__Input for this task__

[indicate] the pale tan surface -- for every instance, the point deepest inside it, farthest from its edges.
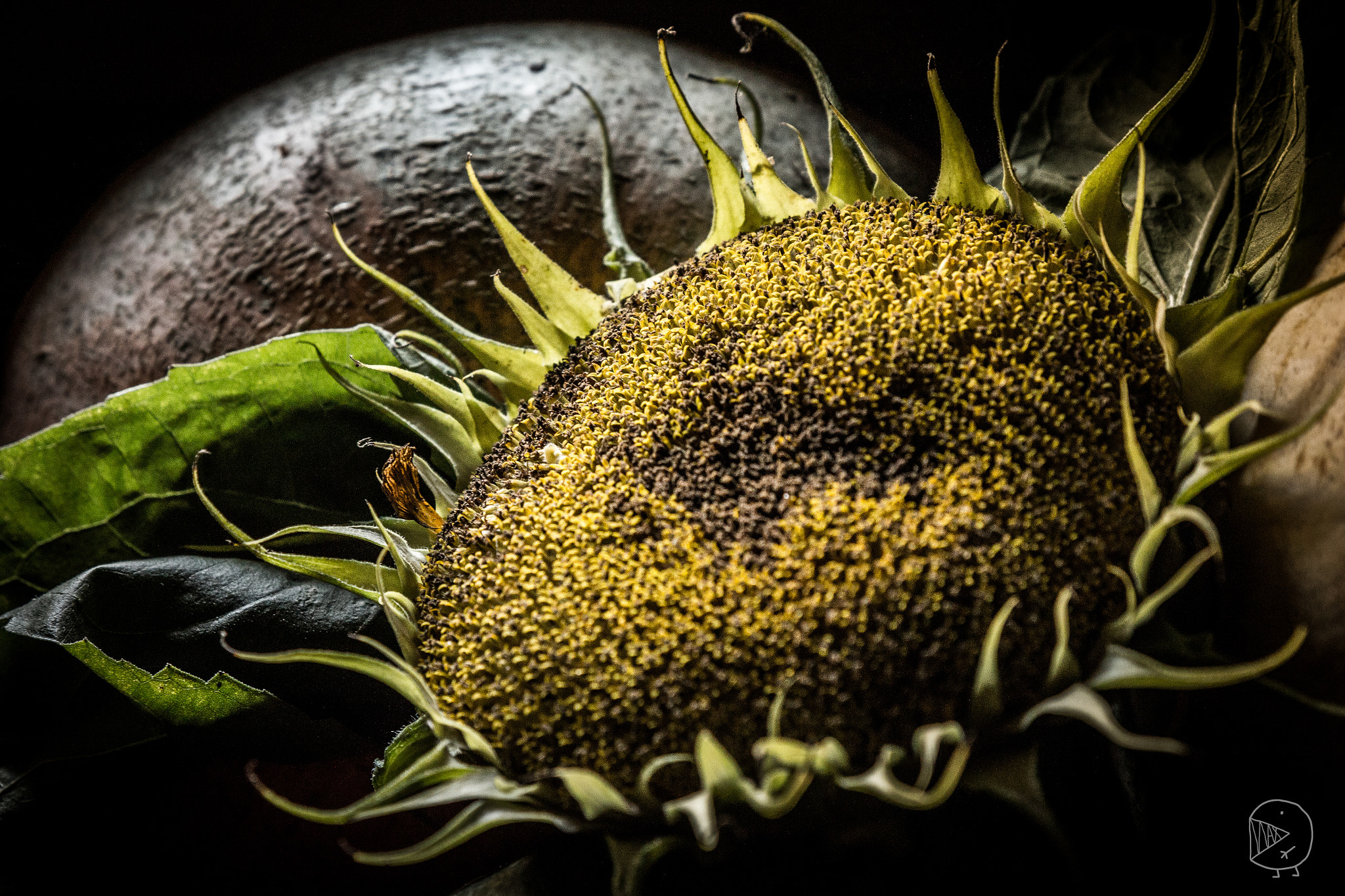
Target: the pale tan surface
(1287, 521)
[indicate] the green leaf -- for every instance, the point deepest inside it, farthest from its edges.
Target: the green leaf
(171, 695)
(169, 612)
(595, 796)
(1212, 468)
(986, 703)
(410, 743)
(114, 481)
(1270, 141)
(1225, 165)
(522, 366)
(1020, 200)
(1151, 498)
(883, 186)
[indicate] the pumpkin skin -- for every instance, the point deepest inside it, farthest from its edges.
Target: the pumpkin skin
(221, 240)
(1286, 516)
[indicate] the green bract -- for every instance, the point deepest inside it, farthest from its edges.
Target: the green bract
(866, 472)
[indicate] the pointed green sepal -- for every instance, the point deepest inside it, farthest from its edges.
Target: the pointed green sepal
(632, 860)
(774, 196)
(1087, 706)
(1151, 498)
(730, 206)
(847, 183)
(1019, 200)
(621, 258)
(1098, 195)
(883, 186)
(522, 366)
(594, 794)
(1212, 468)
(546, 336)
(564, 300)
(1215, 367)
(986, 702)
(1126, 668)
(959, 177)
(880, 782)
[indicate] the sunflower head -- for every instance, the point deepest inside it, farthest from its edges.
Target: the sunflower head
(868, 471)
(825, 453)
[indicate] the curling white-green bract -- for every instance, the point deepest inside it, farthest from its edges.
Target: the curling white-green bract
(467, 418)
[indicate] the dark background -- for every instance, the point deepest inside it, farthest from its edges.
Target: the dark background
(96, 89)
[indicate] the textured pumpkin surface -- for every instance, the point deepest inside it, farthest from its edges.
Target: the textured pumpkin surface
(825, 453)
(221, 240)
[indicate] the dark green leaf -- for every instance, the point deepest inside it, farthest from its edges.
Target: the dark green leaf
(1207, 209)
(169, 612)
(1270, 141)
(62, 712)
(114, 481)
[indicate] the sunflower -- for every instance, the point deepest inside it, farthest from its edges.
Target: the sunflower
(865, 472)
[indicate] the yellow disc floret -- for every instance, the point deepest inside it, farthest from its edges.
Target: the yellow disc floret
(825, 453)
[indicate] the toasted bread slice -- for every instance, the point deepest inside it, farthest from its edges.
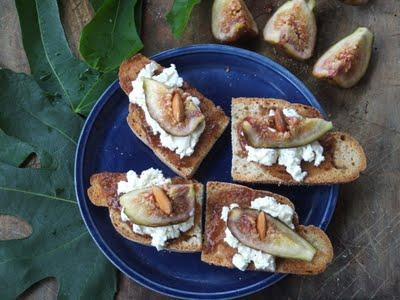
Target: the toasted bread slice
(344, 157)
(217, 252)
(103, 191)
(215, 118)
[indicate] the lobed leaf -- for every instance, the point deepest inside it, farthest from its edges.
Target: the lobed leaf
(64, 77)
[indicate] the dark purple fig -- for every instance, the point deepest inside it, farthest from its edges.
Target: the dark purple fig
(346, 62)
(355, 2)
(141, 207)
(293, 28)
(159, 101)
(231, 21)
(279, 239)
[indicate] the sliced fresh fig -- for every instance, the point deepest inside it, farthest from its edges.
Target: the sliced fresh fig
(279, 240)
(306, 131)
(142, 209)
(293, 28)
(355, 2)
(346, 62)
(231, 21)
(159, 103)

...

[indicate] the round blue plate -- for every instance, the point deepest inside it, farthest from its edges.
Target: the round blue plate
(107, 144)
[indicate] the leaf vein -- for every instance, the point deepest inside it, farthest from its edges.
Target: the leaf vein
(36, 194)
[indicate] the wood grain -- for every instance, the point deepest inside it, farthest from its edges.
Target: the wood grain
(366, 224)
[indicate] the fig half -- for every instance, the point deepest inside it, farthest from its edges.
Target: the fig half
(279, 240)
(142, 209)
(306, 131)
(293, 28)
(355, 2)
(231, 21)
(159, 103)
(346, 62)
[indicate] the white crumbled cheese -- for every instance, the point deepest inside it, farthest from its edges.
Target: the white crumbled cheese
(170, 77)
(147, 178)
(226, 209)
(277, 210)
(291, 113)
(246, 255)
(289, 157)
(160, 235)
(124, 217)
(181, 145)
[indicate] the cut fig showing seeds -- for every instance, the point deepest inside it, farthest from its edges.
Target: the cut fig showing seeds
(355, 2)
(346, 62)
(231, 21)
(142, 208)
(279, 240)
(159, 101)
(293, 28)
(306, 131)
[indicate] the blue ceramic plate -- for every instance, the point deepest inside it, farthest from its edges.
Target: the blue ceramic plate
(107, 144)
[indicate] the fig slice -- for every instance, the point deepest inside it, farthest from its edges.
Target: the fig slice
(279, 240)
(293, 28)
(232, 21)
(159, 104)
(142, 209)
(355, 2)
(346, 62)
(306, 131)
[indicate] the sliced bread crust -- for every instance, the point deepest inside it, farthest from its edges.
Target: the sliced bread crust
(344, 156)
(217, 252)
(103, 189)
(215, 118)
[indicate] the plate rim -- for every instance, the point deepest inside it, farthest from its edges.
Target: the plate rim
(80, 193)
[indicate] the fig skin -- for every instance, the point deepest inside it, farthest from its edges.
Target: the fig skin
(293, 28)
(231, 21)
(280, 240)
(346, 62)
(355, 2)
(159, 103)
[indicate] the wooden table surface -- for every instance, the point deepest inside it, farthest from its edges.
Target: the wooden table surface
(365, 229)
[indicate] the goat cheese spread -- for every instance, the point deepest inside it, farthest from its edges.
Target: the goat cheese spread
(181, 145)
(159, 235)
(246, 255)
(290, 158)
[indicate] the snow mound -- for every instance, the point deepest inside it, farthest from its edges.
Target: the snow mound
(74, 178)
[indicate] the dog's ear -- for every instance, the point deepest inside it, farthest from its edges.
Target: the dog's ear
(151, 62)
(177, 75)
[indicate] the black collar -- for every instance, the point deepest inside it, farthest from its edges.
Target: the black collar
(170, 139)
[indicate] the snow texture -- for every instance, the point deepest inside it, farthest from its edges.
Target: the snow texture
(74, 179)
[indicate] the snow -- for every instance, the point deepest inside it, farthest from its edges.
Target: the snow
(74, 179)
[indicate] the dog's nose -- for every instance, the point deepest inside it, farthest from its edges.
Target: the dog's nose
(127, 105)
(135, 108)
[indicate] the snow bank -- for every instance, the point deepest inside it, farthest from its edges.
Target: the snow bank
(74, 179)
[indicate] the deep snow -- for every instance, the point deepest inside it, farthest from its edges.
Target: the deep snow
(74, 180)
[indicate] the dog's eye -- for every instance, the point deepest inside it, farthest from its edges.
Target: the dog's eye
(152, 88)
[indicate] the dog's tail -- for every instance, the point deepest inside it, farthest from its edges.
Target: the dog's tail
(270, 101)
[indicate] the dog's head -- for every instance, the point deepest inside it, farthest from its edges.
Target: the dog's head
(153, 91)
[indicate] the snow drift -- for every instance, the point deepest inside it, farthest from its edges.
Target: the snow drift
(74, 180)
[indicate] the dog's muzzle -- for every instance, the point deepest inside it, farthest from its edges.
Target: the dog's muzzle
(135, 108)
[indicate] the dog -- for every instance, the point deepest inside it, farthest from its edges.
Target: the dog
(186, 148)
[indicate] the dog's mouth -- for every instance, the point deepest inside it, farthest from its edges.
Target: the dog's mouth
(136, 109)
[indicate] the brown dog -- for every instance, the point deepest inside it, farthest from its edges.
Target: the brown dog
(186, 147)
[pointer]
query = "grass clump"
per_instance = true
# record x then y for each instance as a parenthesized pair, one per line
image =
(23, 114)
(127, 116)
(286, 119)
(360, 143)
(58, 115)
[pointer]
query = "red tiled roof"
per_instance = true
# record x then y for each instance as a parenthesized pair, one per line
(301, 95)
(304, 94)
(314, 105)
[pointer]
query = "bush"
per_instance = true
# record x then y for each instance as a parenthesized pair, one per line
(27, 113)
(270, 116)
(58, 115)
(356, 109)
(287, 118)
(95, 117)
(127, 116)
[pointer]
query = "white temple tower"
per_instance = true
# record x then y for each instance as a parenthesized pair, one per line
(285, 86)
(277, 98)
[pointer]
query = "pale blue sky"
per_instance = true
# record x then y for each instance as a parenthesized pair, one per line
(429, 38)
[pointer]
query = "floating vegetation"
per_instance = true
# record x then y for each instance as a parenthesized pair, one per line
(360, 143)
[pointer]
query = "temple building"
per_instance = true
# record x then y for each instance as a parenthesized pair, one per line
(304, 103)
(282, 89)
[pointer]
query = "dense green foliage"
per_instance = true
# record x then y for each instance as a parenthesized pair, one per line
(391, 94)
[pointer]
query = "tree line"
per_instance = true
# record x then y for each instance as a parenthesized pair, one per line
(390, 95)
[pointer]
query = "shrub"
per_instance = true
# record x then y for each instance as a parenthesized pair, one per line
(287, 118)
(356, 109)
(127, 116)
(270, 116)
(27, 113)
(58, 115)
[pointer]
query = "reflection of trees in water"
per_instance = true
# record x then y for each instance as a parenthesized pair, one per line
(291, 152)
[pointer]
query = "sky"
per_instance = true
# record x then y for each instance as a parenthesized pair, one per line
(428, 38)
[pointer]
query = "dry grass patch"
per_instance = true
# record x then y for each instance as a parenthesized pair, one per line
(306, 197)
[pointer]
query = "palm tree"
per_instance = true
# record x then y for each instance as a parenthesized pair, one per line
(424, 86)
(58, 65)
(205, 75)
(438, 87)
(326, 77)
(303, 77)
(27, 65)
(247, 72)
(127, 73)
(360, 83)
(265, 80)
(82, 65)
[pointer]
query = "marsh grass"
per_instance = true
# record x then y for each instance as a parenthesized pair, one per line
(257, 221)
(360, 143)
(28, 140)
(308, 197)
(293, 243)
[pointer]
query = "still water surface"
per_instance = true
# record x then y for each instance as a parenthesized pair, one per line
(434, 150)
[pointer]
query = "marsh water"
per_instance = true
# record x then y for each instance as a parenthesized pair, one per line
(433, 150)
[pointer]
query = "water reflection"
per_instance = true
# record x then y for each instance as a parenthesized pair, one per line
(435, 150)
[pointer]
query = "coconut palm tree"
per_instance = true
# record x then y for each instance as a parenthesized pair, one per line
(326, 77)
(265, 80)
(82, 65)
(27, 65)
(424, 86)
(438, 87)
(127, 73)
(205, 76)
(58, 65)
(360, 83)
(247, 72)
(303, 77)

__What you should do__
Your answer is the exact run of lines above from the one with "Target: the sunflower head" through the one with "[indicate] the dark purple", both ends included, minus any picture.

__Response area__
Target: the sunflower head
(868, 471)
(825, 453)
[indicate] the curling white-green bract -- for every instance, the point deepest inside it, farthest from its edges.
Target: the curling white-green bract
(467, 418)
[indicate] the dark background -- for every instance, the point deepest inside it, farthest from its edges.
Target: the dark background
(96, 89)
[indicate] the textured pumpkin surface -- for every instance, the point deepest inside it, farthest from its edges.
Target: the textured pumpkin surface
(825, 453)
(221, 240)
[indicate] the dark green leaf -- for every instance, the point deepest inside it, farthest from its edges.
Target: the dark green leaf
(1207, 209)
(169, 612)
(1270, 141)
(62, 712)
(114, 481)
[indicate] the sunflower -- for every instance, the point deepest inside it, farthest from its edges.
Target: the sunflower
(865, 472)
[indicate] the yellow disc floret -- for every instance, the point deepest inside it, farthest from its edges.
Target: the yellow disc floret
(825, 453)
[indicate] the toasted bread slice -- for every instance, the point deepest inside it, farthest from its edges.
Target: the toasted bread slice
(344, 157)
(217, 252)
(103, 191)
(215, 118)
[indicate] the lobed leaf -- for every instance, the point deepest inside it, farthest from its edges.
Target: the lobed leaf
(64, 77)
[indicate] the dark purple fig -- for every instance, the point deepest inside it, farthest from its edges.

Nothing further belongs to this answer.